> **DIRECTIONS FOR THIS TASK**: Scale the lines from the one containing "For every instance of the rear wheel, the" up to and including the one containing "x=214, y=138", keeping the row text unchanged and multiplying each coordinate value in the answers by 1.55, rounded to whole numbers with halves going up. Return only those lines.

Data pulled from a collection
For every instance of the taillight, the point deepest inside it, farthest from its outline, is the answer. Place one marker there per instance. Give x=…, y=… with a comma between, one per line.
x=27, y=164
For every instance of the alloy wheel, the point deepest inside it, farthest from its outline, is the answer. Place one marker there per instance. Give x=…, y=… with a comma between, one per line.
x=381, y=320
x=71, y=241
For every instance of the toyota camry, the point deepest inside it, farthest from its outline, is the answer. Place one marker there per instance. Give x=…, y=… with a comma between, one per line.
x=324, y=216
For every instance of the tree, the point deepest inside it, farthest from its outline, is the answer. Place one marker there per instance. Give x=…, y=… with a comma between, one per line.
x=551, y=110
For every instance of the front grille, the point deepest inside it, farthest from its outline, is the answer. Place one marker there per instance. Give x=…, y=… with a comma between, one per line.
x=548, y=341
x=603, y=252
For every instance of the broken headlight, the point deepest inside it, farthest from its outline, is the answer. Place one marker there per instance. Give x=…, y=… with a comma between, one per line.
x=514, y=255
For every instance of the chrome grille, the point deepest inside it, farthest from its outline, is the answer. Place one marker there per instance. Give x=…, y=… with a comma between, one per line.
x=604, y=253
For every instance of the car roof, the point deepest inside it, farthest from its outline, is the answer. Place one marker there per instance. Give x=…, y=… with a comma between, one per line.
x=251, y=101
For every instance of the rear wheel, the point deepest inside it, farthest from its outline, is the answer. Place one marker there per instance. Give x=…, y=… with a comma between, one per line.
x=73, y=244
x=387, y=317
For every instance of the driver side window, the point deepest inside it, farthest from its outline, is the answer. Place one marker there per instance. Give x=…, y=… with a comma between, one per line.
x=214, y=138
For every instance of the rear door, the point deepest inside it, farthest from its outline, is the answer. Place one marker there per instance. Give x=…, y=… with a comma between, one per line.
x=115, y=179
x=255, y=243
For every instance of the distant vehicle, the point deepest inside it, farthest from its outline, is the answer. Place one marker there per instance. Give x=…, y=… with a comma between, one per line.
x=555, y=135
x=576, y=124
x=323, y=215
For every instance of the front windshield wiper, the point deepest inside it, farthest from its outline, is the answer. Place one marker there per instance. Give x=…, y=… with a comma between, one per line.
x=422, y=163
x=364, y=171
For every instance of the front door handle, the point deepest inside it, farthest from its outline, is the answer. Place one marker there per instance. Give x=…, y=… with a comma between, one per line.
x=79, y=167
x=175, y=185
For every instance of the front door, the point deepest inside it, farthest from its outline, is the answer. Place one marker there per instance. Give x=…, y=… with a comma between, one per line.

> **WRITTEN RESPONSE**:
For every instance of the rear wheel, the point deepest inside it, farthest from its outline, is the answer. Place one marker there per instance. Give x=…, y=… with a comma between, one per line.
x=113, y=378
x=600, y=491
For every instance of the driver side window, the point deepest inside it, farthest from its outline, is the answer. Place one marker there per instance. Give x=…, y=… with a comma between, one per line.
x=332, y=214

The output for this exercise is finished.